Page:
** Start **
Tapping into gamer's usage behavior - Touch Heatmaps

Game development is a pretty rewarding experience. Watching people actually play what you made and get amused is a great feeling. But things don’t always go according to the plan. What works for us may not necessarily work for the gamers.

This is especially true for the controls. Game developers and testers get used to them after playing the game endlessly throughout the development cycle and they cannot be objective about whether they are easy or not. That’s why having some insights into whether they are actually working for the gamers is pretty crucial. One great way to do this is by asking friends and family or random strangers to test out the game. Another alternate can be to include it in your game code to record where the gamers are touching.

Doing this can be a bit resource-intensive but we figured out a way to do this efficiently.

In iOS, a UIWindow serves as an applications root view and everything originates from there. The hierarchy is shown in the illustration below:

(image taken from http://www.objc.io/issue-1/containment-view-controller.html)

A UIApplication gets all of the messages and dispatches everything to the UIWindow through the sendEvent method.  To tap into it, one would need to subclass UIWindow and specify a different implementation for the sendEvent method. Doing this would require you to specify an intercept delegate too.

APWindow.h

@protocol APEventInterceptWindowDelegate
- (BOOL)interceptEvent:(UIEvent *)event; // return YES if event handled
@end

@interface APWindow : UIWindow {
    // It would appear that using the variable name 'delegate' in any UI Kit
    // subclass is a really bad idea because it can occlude the same name in a
    // superclass and silently break things like autorotation.
** End **
Information provided:
** Start **
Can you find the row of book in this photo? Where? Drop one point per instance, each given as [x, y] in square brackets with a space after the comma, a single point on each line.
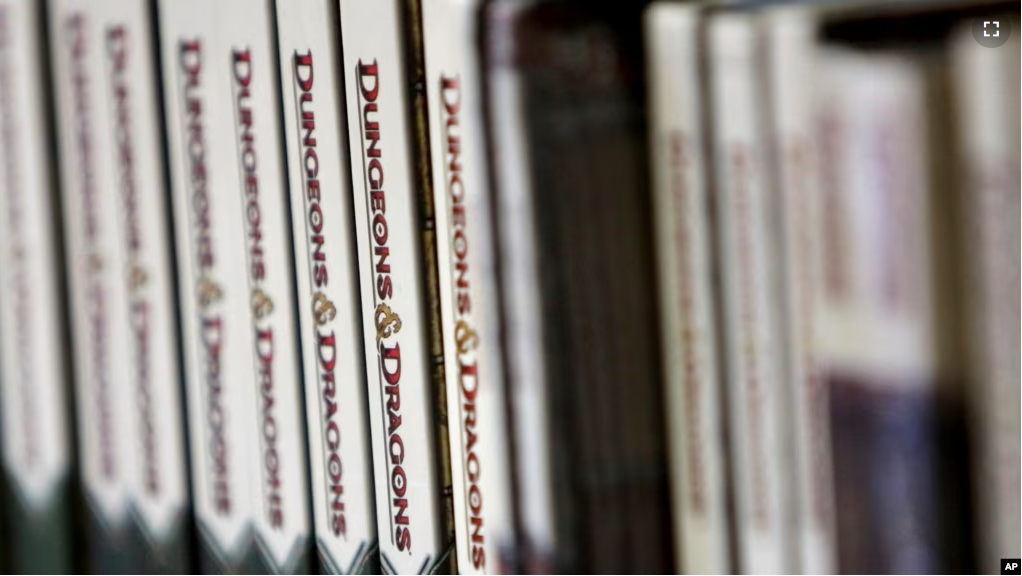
** End **
The problem: Pick up the touch heatmaps article where it stops and keep writing it.

Task output:
    id  __unsafe_unretained eventInterceptDelegate;
}

@property(unsafe_unretained) id  eventInterceptDelegate;
@end

APWindow.m

- (void)sendEvent:(UIEvent *)event {
    [eventInterceptDelegate interceptEvent:event];
    [super sendEvent:event];
}

Now every UIEvent will be passed to the interceptEvent method of your delegate. As per the class reference here, we know that there are three types of events; touch events, motion events, and remote-control events. We are only interested in the touch events. We can extract the exact coordinates of those touch events from a UIEvent by:

for (UITouch * touch in [event allTouches]) {
    CGPoint point = [touchlocationInView:touch.window];
}

Storing these points for a complete session (which may last from a few seconds to an hour or more) can prove to be difficult, given that it doesn’t affect the games performance.

Some might consider storing these points in an NSMutableArray and pass on that array to the server for computation. The challenge here is to keep the footprint minimal while making the access to the storage as fast as possible to prevent lag.

Another approach would be to store the number of taps at a co-ordinate in a 2 dimensional array, but that too can take up a lot of memory, as per the following formula:

M = W_d x H_d x I

Wd: width in pixels
Hd: height in pixels
I: bytes in one integer (4)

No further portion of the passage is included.